- TASK DIRECTIONS: Will you give the material below again, every line exactly as it is?

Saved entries

====================

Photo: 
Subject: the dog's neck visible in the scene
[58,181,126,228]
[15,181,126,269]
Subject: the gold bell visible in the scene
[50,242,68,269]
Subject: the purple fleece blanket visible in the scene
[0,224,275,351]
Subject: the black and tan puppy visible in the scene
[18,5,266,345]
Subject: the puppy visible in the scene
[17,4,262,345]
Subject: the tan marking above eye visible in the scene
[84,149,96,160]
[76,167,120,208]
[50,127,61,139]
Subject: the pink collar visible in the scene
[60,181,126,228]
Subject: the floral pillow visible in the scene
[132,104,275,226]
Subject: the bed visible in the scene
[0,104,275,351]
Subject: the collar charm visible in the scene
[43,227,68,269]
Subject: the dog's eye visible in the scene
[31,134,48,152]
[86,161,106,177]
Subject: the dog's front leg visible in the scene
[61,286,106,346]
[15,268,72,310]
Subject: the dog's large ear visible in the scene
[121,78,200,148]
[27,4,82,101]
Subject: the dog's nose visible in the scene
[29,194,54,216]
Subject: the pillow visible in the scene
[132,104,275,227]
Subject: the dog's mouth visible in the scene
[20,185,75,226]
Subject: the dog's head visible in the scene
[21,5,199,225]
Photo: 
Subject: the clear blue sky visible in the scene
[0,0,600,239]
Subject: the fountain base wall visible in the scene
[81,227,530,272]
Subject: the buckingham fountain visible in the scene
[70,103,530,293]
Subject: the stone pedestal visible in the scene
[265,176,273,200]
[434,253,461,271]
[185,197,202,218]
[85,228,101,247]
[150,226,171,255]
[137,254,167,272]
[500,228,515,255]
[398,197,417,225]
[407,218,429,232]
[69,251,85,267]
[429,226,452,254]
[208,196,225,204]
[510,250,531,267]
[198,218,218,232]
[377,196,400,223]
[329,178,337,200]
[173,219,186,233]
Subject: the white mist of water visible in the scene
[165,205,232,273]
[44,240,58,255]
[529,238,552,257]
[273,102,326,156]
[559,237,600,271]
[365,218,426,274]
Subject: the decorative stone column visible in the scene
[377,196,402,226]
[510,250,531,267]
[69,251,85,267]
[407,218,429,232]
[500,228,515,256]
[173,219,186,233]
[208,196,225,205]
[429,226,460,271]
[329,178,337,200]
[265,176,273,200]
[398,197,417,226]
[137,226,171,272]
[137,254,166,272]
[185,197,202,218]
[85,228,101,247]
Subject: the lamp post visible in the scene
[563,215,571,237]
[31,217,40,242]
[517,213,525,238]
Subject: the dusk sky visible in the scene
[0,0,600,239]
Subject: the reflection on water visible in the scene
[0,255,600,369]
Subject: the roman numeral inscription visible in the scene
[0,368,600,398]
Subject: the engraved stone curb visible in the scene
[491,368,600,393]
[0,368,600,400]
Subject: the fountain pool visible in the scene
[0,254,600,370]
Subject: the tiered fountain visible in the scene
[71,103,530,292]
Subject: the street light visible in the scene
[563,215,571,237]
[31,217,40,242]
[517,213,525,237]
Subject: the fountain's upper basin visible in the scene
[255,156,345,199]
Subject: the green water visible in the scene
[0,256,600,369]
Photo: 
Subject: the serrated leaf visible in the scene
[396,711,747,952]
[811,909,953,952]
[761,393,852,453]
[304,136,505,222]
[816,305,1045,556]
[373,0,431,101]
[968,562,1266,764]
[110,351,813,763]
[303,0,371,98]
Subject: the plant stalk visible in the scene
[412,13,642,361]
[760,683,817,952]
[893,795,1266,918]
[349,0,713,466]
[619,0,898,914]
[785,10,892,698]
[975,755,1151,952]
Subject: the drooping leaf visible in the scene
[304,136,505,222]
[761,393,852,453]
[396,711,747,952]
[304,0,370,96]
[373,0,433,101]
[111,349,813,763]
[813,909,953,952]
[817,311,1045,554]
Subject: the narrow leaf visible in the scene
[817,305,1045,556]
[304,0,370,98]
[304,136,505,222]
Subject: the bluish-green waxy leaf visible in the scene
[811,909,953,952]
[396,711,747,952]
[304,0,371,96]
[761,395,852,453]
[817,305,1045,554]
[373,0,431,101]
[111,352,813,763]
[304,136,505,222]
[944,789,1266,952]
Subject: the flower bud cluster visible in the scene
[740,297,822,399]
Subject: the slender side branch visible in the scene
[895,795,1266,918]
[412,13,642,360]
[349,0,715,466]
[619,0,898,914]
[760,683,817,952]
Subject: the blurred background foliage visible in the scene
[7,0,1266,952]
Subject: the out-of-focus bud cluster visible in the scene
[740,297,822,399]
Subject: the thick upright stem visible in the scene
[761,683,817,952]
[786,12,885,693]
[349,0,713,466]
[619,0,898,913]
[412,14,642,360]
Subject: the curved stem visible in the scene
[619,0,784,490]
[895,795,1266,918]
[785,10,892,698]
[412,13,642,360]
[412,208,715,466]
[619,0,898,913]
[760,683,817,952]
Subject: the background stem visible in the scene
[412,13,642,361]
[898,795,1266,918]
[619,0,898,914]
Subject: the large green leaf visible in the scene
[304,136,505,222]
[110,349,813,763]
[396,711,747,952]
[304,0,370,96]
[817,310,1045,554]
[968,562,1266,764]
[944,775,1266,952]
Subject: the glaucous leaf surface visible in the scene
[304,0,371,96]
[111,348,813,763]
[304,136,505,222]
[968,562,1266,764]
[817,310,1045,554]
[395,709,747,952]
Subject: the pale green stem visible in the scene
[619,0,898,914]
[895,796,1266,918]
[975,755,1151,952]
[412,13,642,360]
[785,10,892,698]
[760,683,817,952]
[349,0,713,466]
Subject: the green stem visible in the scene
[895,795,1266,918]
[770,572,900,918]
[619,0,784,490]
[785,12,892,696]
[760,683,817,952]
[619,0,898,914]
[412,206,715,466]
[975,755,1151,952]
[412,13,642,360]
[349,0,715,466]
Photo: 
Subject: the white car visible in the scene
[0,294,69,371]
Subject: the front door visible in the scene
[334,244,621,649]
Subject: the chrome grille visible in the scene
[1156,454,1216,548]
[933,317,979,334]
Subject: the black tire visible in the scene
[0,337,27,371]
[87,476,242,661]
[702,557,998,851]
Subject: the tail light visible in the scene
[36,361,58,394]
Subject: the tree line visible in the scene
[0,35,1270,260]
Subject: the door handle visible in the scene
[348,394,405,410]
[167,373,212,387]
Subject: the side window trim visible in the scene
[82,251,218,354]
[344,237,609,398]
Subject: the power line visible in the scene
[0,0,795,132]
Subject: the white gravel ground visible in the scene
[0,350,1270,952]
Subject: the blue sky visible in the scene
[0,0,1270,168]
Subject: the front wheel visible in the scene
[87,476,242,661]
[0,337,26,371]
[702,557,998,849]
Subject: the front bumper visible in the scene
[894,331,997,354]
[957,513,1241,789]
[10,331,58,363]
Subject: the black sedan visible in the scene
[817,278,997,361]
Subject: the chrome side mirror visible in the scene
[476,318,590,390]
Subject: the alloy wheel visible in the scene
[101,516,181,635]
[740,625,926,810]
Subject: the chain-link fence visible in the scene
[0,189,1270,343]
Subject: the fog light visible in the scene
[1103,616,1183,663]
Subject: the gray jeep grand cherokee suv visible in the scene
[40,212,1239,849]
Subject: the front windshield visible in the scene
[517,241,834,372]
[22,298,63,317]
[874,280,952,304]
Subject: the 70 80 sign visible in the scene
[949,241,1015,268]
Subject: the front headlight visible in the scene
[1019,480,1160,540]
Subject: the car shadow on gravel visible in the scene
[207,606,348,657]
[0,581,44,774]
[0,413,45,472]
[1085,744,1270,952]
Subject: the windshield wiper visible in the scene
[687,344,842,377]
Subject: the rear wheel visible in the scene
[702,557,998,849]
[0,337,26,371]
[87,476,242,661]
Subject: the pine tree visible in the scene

====================

- ANSWER TO THE PROBLEM:
Photo: 
Subject: the dog's neck visible in the scene
[58,181,126,228]
[15,181,126,269]
Subject: the gold bell visible in the scene
[50,242,68,269]
Subject: the purple fleece blanket visible in the scene
[0,224,275,351]
Subject: the black and tan puppy visible in the scene
[18,5,266,345]
Subject: the puppy visible in the scene
[17,4,262,345]
Subject: the tan marking above eye visible in the scene
[84,149,96,160]
[76,167,120,208]
[50,127,61,139]
Subject: the pink collar visible in the scene
[60,181,126,228]
Subject: the floral pillow visible in the scene
[132,104,275,226]
Subject: the bed visible in the scene
[0,104,275,351]
Subject: the collar charm visible in the scene
[43,227,68,269]
Subject: the dog's eye visible in the scene
[31,134,48,152]
[86,161,106,177]
Subject: the dog's front leg visible in the scene
[61,286,106,346]
[15,268,72,310]
Subject: the dog's large ear visible in the scene
[121,78,200,148]
[27,4,82,101]
Subject: the dog's nose visible in the scene
[29,194,54,216]
Subject: the pillow visible in the scene
[132,104,275,227]
Subject: the dog's mouth visible in the scene
[20,185,75,226]
Subject: the dog's head visible in the scene
[21,5,199,225]
Photo: 
Subject: the clear blue sky visible in the scene
[0,0,600,239]
Subject: the fountain base wall visible in the scene
[81,227,530,272]
Subject: the buckingham fountain visible in the scene
[70,103,530,293]
Subject: the stone pedestal visible in the scene
[265,176,273,200]
[434,253,461,271]
[185,197,202,218]
[85,228,101,247]
[150,226,171,255]
[137,254,167,272]
[500,228,515,255]
[398,197,417,225]
[407,218,429,232]
[69,251,85,267]
[429,226,452,254]
[208,196,225,204]
[510,250,531,267]
[198,218,218,232]
[377,196,400,223]
[329,178,337,200]
[173,219,186,233]
Subject: the white mist of water visible in the scene
[165,205,232,273]
[44,240,58,255]
[529,238,552,257]
[273,102,326,156]
[559,237,600,271]
[365,218,426,274]
Subject: the decorative stone column visible in the scene
[377,196,402,226]
[510,250,531,267]
[69,251,85,267]
[407,218,429,232]
[500,228,515,256]
[173,219,186,233]
[208,196,225,205]
[429,226,460,271]
[329,178,337,200]
[265,176,273,200]
[398,197,417,226]
[137,226,171,272]
[137,254,166,272]
[185,197,202,218]
[85,228,101,247]
Subject: the lamp post visible in the scene
[563,215,571,237]
[31,217,40,242]
[517,213,525,238]
Subject: the dusk sky visible in the scene
[0,0,600,239]
Subject: the reflection on water visible in the scene
[0,255,600,369]
Subject: the roman numeral inscription visible in the scene
[0,368,600,398]
Subject: the engraved stone curb visible in the scene
[491,368,600,393]
[0,368,600,400]
Subject: the fountain pool visible in the scene
[0,254,600,370]
Subject: the tiered fountain visible in the scene
[71,103,530,292]
Subject: the street light visible in the scene
[563,215,571,237]
[31,217,40,242]
[517,213,525,237]
Subject: the fountain's upper basin visible in the scene
[255,156,345,199]
Subject: the green water visible in the scene
[0,256,600,369]
Photo: 
Subject: the serrated leaf visible in the scene
[396,711,747,952]
[811,909,953,952]
[761,393,852,453]
[304,136,505,222]
[816,305,1045,556]
[373,0,431,101]
[968,562,1266,764]
[110,351,813,763]
[303,0,371,98]
Subject: the plant stalk visible in the scene
[412,13,642,361]
[760,683,817,952]
[893,795,1266,918]
[349,0,713,466]
[619,0,898,914]
[785,10,892,698]
[975,755,1151,952]
Subject: the drooping leaf visible in the scene
[304,136,505,222]
[761,393,852,453]
[396,711,747,952]
[304,0,370,96]
[373,0,433,101]
[111,349,813,763]
[813,909,953,952]
[817,311,1045,554]
Subject: the narrow leaf visible in the scene
[817,305,1045,556]
[304,0,370,98]
[304,136,505,222]
Subject: the bluish-green waxy leaf visible in the scene
[811,909,953,952]
[396,711,747,952]
[304,0,371,96]
[761,395,852,453]
[817,305,1045,554]
[373,0,431,101]
[111,352,813,763]
[304,136,505,222]
[944,789,1266,952]
Subject: the flower bud cluster visible in the scene
[740,297,822,399]
Subject: the slender side branch visible in the scene
[895,795,1266,918]
[412,13,642,360]
[349,0,715,466]
[619,0,898,914]
[760,683,817,952]
Subject: the blurred background foliage visible in the scene
[7,0,1266,952]
Subject: the out-of-focus bud cluster visible in the scene
[740,297,822,399]
Subject: the thick upright stem visible in the scene
[761,683,817,952]
[786,12,885,693]
[349,0,713,466]
[619,0,898,913]
[412,14,642,360]
Subject: the curved stem visible in the scene
[619,0,784,490]
[895,795,1266,918]
[785,10,892,698]
[412,13,642,360]
[412,208,715,466]
[619,0,898,913]
[760,683,817,952]
Subject: the background stem visible in the scene
[412,13,642,361]
[898,795,1266,918]
[619,0,898,914]
Subject: the large green leaf visible in the scene
[304,136,505,222]
[110,349,813,763]
[396,711,747,952]
[304,0,370,96]
[817,310,1045,554]
[968,562,1266,764]
[944,775,1266,952]
Subject: the glaucous leaf surface visible in the scene
[304,0,371,96]
[111,348,813,763]
[304,136,505,222]
[968,562,1266,764]
[817,310,1045,554]
[395,709,747,952]
Subject: the pale green stem visible in the scene
[619,0,898,914]
[895,796,1266,918]
[975,755,1151,952]
[412,13,642,360]
[785,10,892,698]
[760,683,817,952]
[349,0,713,466]
Subject: the green stem visible in the scene
[895,795,1266,918]
[770,572,900,918]
[619,0,784,490]
[785,12,892,696]
[760,683,817,952]
[619,0,898,914]
[412,206,715,466]
[975,755,1151,952]
[412,13,642,360]
[349,0,715,466]
Photo: 
Subject: the white car visible in the scene
[0,294,69,371]
Subject: the front door visible in the scene
[334,244,621,649]
Subject: the chrome grille visible in the scene
[1156,454,1216,548]
[933,317,979,334]
Subject: the black tire visible in the scene
[0,337,27,371]
[87,476,242,661]
[702,557,998,851]
Subject: the tail light visible in the scene
[36,361,58,394]
Subject: the tree line visible in the scene
[0,35,1270,260]
Subject: the door handle visible in the scene
[348,394,405,410]
[167,373,212,387]
Subject: the side window trim visible in the scene
[82,251,218,354]
[344,237,609,398]
Subject: the power line visible in the scene
[0,0,795,132]
Subject: the white gravel ground visible in the scene
[0,350,1270,952]
Subject: the blue sky visible in the scene
[0,0,1270,168]
Subject: the front wheel visible in the scene
[87,476,242,661]
[0,337,26,371]
[702,557,998,849]
Subject: the front bumper visible in the scene
[894,331,997,354]
[957,513,1241,789]
[10,331,58,363]
Subject: the black sedan visible in the scene
[817,278,997,361]
Subject: the chrome side mirror visible in the scene
[476,318,590,390]
Subject: the alloy wheel visible in the scene
[101,516,181,635]
[740,625,926,810]
Subject: the chain-link fence visible in the scene
[0,189,1270,343]
Subject: the fog light visible in the scene
[1103,616,1183,663]
Subject: the gray jeep grand cherokee suv visible in the scene
[40,212,1239,849]
Subject: the front windshield visible in the scene
[517,241,834,372]
[22,298,63,317]
[874,280,952,304]
Subject: the 70 80 sign visible in the scene
[949,241,1015,268]
Subject: the front headlight visible in the scene
[1019,480,1160,540]
Subject: the car shadow on gravel visible in the scene
[207,606,348,657]
[0,581,44,774]
[0,413,45,472]
[1085,744,1270,952]
Subject: the windshield wiper visible in the scene
[687,344,842,377]
Subject: the rear wheel visible in the scene
[702,557,998,849]
[0,337,26,371]
[87,476,242,661]
Subject: the pine tree visible in the scene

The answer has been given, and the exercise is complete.